> [Task instructions]
Which rows below contain the word "green"? List each of them in full.
===============
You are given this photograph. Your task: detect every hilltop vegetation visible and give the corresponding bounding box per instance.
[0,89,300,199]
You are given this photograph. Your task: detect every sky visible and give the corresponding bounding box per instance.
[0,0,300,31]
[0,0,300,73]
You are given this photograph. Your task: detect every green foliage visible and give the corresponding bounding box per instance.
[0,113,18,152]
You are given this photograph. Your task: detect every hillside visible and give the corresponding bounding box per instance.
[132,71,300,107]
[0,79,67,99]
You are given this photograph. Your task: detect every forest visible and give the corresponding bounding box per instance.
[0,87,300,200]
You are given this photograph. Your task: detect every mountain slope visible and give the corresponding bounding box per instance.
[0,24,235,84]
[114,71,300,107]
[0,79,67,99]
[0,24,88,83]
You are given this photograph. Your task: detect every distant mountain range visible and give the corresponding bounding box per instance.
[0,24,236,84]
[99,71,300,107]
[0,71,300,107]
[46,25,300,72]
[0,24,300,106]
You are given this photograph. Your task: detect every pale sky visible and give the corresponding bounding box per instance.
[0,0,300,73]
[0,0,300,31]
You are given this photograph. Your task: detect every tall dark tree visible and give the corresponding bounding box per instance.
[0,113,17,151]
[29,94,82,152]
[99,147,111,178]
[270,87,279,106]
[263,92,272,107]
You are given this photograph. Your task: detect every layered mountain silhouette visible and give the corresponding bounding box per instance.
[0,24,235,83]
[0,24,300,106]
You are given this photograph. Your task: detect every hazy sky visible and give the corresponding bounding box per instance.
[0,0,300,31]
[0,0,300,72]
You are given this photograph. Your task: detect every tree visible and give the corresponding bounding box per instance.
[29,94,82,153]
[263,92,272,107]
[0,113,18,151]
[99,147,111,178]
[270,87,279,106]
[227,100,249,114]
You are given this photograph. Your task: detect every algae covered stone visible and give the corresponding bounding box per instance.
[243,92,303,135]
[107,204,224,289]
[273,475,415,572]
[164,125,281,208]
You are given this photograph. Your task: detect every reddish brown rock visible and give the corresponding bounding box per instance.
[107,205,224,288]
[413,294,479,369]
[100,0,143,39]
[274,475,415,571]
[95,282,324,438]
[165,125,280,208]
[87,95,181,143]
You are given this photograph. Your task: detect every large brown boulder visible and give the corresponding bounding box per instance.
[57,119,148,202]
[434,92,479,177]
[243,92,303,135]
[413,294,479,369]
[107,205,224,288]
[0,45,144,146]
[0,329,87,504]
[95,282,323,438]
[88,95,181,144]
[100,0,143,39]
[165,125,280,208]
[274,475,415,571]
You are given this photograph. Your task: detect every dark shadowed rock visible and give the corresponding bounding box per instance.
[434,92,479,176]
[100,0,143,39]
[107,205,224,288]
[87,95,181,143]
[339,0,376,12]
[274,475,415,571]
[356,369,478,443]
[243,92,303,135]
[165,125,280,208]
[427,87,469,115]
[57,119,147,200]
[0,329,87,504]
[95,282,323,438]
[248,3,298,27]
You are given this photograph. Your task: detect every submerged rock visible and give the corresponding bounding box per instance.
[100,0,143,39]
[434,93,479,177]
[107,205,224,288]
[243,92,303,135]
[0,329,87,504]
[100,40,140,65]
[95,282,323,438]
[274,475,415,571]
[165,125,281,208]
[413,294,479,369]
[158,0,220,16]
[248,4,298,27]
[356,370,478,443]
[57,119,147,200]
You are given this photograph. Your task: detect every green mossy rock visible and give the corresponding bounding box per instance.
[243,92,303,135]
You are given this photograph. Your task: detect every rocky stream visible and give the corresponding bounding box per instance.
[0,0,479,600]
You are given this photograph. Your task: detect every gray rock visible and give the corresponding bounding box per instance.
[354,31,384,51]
===============
> [Output for this exercise]
You are given this photograph. Your task: detect every green foliage visible and give the corresponding bounding box per instance.
You are given this photograph. Your task: detect every green mossy rock visible and give the corresponding bounding box per instance.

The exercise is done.